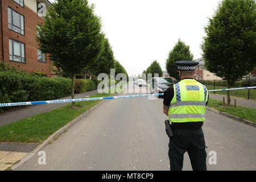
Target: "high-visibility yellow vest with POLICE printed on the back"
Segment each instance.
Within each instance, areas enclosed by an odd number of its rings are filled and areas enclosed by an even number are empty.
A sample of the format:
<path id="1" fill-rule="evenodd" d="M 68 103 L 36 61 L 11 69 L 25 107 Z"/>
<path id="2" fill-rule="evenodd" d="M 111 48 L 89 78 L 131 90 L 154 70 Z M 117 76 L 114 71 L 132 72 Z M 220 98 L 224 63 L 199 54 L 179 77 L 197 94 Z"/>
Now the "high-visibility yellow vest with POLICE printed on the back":
<path id="1" fill-rule="evenodd" d="M 170 122 L 205 121 L 208 90 L 205 85 L 191 79 L 174 84 L 174 97 L 168 110 Z"/>

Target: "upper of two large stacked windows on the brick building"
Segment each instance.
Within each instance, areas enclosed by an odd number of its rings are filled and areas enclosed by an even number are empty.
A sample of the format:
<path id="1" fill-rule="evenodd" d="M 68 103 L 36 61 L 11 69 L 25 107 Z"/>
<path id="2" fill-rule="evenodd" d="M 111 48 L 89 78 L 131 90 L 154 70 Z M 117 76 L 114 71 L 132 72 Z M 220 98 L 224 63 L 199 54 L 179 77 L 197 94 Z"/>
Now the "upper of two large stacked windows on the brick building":
<path id="1" fill-rule="evenodd" d="M 24 35 L 24 16 L 8 7 L 9 29 Z"/>

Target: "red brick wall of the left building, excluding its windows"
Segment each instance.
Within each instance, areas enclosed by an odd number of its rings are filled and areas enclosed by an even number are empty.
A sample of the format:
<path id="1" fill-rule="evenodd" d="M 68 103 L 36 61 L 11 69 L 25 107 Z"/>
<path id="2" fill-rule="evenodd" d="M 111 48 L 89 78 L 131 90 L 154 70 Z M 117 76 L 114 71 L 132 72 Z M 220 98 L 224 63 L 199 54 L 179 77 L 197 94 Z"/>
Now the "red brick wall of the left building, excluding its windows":
<path id="1" fill-rule="evenodd" d="M 18 13 L 24 16 L 24 35 L 18 34 L 15 31 L 8 28 L 8 7 L 18 11 Z M 51 77 L 51 71 L 48 69 L 51 67 L 49 60 L 46 63 L 40 63 L 38 61 L 38 44 L 36 43 L 36 24 L 43 24 L 44 19 L 36 14 L 28 7 L 20 6 L 12 0 L 2 1 L 2 21 L 3 21 L 3 60 L 5 63 L 15 65 L 19 69 L 24 69 L 26 72 L 41 72 Z M 25 60 L 26 63 L 17 63 L 9 60 L 9 38 L 17 40 L 25 44 Z M 2 42 L 1 42 L 2 44 Z M 53 74 L 53 73 L 52 73 Z"/>

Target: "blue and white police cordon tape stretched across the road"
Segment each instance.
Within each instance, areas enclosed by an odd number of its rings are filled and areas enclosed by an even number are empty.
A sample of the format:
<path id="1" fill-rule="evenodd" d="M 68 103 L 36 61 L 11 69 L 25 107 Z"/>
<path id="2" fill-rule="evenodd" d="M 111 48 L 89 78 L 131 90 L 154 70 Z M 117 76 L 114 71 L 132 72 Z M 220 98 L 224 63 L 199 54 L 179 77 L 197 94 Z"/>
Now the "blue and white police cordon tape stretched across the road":
<path id="1" fill-rule="evenodd" d="M 208 92 L 225 91 L 225 90 L 238 90 L 238 89 L 253 89 L 253 88 L 256 88 L 256 86 L 243 87 L 243 88 L 233 88 L 233 89 L 208 90 Z M 146 97 L 146 96 L 163 96 L 163 93 L 139 94 L 139 95 L 130 95 L 130 96 L 75 98 L 75 99 L 51 100 L 51 101 L 31 101 L 31 102 L 0 103 L 0 107 L 37 105 L 37 104 L 55 104 L 55 103 L 65 103 L 65 102 L 80 102 L 80 101 L 95 101 L 95 100 L 107 100 L 107 99 L 115 99 L 115 98 L 131 98 L 131 97 Z"/>

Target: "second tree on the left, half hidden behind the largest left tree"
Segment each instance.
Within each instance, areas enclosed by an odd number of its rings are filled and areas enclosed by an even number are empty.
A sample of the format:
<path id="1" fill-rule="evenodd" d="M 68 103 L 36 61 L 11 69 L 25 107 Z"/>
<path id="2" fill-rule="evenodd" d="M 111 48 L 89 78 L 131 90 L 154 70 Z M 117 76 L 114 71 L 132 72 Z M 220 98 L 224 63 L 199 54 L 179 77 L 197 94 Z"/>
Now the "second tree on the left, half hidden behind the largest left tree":
<path id="1" fill-rule="evenodd" d="M 93 76 L 100 73 L 110 74 L 110 69 L 114 68 L 114 53 L 107 38 L 104 39 L 104 49 L 97 60 L 92 61 L 85 69 Z"/>

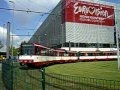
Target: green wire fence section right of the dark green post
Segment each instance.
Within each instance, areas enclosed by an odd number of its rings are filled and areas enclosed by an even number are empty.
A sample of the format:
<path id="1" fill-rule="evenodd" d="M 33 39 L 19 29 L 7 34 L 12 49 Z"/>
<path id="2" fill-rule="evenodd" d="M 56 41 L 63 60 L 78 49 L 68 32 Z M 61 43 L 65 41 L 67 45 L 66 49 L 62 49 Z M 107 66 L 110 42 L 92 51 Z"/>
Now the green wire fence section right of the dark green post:
<path id="1" fill-rule="evenodd" d="M 46 83 L 62 90 L 120 90 L 120 81 L 46 74 Z"/>

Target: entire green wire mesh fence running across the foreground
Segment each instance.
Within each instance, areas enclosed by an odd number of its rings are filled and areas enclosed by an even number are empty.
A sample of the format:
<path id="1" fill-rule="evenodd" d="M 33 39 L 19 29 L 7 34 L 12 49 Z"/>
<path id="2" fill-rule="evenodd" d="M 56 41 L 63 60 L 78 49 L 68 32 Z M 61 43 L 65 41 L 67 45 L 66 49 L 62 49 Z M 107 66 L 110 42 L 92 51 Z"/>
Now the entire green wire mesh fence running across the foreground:
<path id="1" fill-rule="evenodd" d="M 24 68 L 11 61 L 2 64 L 6 90 L 120 90 L 120 81 L 45 73 L 44 68 Z"/>

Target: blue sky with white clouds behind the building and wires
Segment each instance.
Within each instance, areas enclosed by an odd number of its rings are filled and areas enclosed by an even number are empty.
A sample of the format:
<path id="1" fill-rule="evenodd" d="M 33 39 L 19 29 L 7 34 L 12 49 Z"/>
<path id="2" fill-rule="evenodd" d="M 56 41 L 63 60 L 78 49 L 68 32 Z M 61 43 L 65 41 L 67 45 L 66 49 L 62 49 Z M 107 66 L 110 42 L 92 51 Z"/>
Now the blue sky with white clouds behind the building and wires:
<path id="1" fill-rule="evenodd" d="M 12 44 L 17 47 L 22 41 L 28 41 L 30 39 L 48 16 L 48 14 L 45 13 L 50 13 L 59 1 L 60 0 L 0 0 L 0 41 L 2 41 L 4 46 L 0 51 L 5 51 L 6 49 L 7 22 L 11 23 L 10 34 L 13 35 Z M 120 3 L 120 0 L 102 1 Z M 1 8 L 14 10 L 4 10 Z M 15 10 L 25 10 L 26 12 L 18 12 Z"/>

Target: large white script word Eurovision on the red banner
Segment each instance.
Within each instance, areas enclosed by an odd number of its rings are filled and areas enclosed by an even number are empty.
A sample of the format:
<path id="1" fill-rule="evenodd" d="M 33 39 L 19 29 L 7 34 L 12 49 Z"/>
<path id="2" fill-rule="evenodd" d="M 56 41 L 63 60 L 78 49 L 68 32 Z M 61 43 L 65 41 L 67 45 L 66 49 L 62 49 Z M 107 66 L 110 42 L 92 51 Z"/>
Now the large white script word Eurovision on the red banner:
<path id="1" fill-rule="evenodd" d="M 105 18 L 109 18 L 109 14 L 107 10 L 103 10 L 102 7 L 100 8 L 96 8 L 94 6 L 79 6 L 79 3 L 76 2 L 74 4 L 74 14 L 78 14 L 78 13 L 82 13 L 84 15 L 90 14 L 90 15 L 94 15 L 94 16 L 99 16 L 99 17 L 105 17 Z"/>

**EXERCISE**
Only the number is needed: state how many lines in the listing contain "Target".

**RESPONSE**
9